* TASK REQUIREMENTS
• 1. Answer these questions about the forum thread on Kursk, one line each:
(a) In which month does the first poster plan to go to Kursk?
(b) How many times has the first poster been to Russia?
(c) In which city did the first poster meet blatant racism while visiting a friend?
• 2. List every place name mentioned in the forum thread on Kursk, naming each one once.
• 3. Resume the forum thread on Kursk from the point where the text stops.

* PASSAGE GIVEN
★ ★ ★
# Forum About Russia Russian Cities  Kursk...

## menace

Hey I'm going to kursk next year in april...can anyone tell me what it's like or any useful info they may have? 
whats the Police situation like? I have been to Russia 3 times and only had the Police bribary attempts, either in ST. Peterburg or on the long distance trains...what can I expect from kursk? 
Neo-Nazi's...I am a black man, and whether it's been luck or what? I have only come across blatant Racism once, while visiting a friend in Ufa...and that was just milk thrown at me and then the teens legging it after a Nazi salute...I think me being seen with a local girl triggered it  
Getting there...is it easy to get there?  
Any Info would be useful....thanks in advance

----------


## Анатолий

> Hey I'm going to kursk next year in april...can anyone tell me what it's like or any useful info they may have? 
> whats the Police situation like? I have been to Russia 3 times and only had the Police bribary attempts, either in ST. Peterburg or on the long distance trains...what can I expect from kursk?
★ ★ ★
* COLLECTED MATERIAL
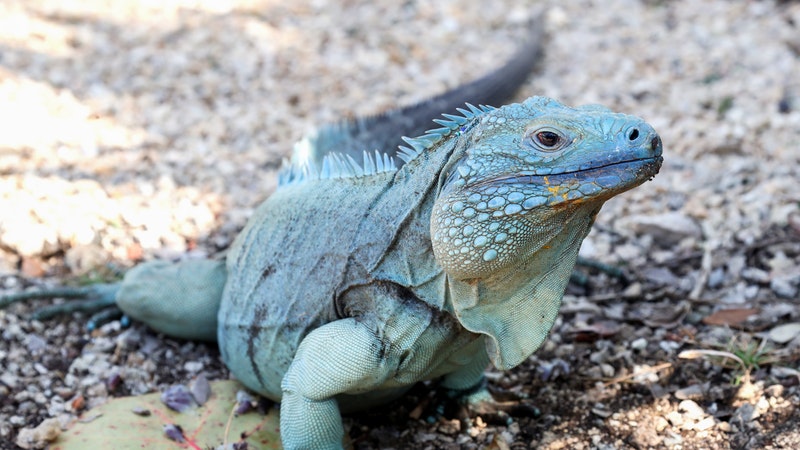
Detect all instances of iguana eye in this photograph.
[536,131,561,148]
[528,129,567,152]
★ ★ ★
* RESULTS IN ORDER
• 1.
(a) April
(b) Three times
(c) Ufa

• 2. Kursk, Russia, St. Peterburg, Ufa

• 3.
> Neo-Nazi's...I am a black man, and whether it's been luck or what? I have only come across blatant Racism once, while visiting a friend in Ufa...and that was just milk thrown at me and then the teens legging it after a Nazi salute...I think me being seen with a local girl triggered it  
> Getting there...is it easy to get there?  
> Any Info would be useful....thanks in advance

 I wish you all the best in your trip to Курск. I lived many years in Belgorod (Белгород) (the city of the first fireworks (WW2)), not far away from Kursk. Belgorod is further south, closer to Ukrainian border. They are both quiet and pretty places.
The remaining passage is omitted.